Records taken from a collection
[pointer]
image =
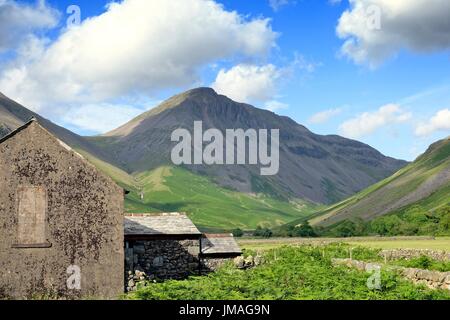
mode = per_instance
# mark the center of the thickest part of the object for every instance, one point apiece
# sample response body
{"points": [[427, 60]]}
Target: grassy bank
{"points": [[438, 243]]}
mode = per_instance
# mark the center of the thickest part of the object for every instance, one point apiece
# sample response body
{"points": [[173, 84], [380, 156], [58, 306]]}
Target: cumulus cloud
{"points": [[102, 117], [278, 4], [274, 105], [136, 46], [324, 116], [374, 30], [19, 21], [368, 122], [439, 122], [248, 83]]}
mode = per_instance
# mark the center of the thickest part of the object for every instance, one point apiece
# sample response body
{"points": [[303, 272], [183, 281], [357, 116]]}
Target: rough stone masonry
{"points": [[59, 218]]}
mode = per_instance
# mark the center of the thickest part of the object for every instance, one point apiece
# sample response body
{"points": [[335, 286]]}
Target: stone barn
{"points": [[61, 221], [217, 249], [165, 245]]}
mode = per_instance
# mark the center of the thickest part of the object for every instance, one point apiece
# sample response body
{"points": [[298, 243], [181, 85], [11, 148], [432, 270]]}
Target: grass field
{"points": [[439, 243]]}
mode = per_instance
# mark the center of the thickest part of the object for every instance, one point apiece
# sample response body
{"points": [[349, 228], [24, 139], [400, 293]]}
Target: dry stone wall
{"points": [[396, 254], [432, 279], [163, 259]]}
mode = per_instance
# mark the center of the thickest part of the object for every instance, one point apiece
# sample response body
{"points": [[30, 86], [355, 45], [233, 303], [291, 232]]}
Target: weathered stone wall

--

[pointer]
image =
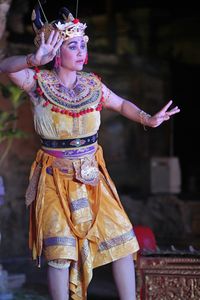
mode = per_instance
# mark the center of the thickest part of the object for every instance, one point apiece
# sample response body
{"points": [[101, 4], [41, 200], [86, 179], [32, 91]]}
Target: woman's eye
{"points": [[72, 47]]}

▶ [THE TASK] Count the lines in the records above that contain the string "wall". Reply with the number only.

▶ [FINAL RESULT] 2